DATA LINES:

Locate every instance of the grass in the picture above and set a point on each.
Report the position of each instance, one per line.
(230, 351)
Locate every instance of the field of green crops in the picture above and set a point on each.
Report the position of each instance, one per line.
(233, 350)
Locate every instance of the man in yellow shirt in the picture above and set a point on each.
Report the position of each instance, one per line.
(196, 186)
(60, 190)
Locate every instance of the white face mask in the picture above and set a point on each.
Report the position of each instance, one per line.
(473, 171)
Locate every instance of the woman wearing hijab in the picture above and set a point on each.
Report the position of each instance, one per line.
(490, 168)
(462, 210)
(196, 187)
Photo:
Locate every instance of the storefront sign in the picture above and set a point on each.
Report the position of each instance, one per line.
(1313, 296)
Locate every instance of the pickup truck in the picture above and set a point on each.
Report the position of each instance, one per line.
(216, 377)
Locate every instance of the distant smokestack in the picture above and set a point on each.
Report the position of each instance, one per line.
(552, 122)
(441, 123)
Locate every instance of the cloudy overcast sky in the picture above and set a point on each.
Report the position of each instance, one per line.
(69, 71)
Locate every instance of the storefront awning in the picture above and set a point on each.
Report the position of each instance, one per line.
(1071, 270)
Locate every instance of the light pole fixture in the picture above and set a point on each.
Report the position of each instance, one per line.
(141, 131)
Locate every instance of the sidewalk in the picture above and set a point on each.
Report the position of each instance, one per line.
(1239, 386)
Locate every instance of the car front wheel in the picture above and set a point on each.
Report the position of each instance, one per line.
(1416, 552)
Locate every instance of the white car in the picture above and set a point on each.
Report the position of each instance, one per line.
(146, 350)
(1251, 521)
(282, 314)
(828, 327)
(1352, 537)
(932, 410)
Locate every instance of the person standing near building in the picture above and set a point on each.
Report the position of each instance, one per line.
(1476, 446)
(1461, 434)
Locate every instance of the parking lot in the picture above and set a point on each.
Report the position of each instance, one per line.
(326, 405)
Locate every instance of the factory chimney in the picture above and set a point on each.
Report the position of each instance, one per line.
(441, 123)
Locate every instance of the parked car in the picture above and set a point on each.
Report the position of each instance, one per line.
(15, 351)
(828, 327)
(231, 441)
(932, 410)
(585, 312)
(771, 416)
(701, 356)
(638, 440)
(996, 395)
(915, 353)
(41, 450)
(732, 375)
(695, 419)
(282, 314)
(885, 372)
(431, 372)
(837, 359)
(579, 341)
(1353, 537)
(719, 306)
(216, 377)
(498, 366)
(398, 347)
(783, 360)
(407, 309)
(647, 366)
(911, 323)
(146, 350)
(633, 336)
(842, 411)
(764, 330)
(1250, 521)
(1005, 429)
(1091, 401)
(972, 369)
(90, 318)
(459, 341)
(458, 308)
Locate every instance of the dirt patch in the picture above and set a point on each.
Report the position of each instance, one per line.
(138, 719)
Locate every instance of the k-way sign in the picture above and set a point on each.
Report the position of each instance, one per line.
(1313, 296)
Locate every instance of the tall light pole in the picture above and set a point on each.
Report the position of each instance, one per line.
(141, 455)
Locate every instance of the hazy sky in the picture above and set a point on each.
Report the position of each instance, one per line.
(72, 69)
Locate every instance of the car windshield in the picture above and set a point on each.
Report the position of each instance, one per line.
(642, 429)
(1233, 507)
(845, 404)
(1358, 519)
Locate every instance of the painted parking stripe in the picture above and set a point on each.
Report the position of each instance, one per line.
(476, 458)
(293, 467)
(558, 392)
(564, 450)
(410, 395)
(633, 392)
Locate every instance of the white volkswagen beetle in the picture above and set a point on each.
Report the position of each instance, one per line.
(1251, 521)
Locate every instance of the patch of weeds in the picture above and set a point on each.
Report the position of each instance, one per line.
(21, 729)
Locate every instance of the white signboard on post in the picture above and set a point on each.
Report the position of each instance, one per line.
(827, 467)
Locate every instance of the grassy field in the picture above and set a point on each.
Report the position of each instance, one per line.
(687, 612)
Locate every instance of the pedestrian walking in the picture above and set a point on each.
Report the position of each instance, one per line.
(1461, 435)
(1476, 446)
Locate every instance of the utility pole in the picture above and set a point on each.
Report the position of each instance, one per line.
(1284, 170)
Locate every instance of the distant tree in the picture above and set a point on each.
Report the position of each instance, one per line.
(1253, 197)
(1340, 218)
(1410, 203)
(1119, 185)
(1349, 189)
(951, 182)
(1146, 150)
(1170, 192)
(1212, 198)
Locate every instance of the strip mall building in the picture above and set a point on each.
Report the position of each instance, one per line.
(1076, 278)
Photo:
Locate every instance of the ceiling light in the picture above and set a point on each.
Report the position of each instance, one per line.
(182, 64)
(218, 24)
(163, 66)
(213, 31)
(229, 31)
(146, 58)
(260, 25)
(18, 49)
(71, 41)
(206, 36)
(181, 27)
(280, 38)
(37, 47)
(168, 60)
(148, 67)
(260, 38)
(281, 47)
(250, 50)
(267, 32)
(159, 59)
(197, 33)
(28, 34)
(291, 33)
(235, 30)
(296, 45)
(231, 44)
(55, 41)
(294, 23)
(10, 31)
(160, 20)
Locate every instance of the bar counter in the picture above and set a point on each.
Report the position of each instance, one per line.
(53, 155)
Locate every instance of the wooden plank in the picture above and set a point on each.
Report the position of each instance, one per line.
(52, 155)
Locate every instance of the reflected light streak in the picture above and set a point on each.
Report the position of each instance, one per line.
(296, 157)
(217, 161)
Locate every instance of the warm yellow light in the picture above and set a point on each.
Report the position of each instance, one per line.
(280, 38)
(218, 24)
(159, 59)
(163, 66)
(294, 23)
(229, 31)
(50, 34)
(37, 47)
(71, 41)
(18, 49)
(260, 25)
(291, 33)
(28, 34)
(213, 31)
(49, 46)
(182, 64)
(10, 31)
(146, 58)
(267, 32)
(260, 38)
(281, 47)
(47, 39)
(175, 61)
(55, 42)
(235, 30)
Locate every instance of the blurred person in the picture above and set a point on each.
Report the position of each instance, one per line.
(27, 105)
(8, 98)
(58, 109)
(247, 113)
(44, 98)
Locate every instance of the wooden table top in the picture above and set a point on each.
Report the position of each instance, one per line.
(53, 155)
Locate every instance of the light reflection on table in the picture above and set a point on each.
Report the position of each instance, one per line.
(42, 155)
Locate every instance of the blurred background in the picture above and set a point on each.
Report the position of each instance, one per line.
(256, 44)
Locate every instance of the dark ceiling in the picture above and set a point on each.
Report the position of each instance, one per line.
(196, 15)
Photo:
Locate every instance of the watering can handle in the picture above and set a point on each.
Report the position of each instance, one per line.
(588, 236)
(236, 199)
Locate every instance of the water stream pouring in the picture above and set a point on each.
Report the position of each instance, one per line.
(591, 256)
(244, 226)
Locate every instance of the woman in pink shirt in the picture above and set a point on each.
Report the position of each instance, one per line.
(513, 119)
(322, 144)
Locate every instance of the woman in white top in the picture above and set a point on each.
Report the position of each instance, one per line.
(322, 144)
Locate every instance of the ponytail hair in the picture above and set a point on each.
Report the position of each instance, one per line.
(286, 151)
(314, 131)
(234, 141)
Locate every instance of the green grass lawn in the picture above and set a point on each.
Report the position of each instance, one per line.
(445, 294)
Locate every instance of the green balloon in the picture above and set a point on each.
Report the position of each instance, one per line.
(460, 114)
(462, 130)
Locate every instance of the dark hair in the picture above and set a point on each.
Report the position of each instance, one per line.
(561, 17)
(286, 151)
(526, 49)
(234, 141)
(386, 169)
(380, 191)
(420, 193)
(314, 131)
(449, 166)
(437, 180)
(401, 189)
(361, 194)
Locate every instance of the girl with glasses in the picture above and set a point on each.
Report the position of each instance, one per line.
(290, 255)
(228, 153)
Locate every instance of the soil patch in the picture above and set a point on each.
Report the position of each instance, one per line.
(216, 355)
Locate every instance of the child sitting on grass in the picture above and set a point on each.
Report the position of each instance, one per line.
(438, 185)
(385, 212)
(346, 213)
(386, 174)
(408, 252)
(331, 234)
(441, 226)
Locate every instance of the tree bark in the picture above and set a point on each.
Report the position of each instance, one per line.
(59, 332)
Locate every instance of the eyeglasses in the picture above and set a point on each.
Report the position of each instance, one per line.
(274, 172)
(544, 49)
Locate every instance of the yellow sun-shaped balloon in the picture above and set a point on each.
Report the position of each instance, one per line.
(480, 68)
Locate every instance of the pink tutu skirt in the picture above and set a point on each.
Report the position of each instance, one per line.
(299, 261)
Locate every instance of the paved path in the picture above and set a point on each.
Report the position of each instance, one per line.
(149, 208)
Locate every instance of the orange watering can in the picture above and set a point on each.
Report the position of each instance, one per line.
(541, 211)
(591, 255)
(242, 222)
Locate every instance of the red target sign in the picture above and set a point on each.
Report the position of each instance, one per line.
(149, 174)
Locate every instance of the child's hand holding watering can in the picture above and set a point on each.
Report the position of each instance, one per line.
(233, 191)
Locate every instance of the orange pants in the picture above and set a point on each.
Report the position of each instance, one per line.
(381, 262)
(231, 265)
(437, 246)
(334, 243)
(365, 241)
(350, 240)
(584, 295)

GIVEN TASK: In the listing, from the line containing "Locate every instance of the orange watering" through the final line, replace every "watering can" with "watering pail" and reproduce only those lines with nothing else altered.

THE SOLUTION:
Locate every instance of the orange watering pail in the picture above and set a point on each.
Report the position of each instance, one per line.
(541, 211)
(591, 255)
(242, 222)
Locate every instance of the red target sign in the picture above and set a point on each.
Report the position of each instance, one per line.
(149, 174)
Locate every instance of the child's hand holding watering pail in the picture above and set a point on each.
Report the position of each instance, one per line.
(233, 191)
Locate every instance of the orange pants in the picture above and set a point on each.
Report the position of each instance, one per line.
(381, 262)
(231, 265)
(437, 246)
(334, 243)
(365, 241)
(350, 240)
(584, 295)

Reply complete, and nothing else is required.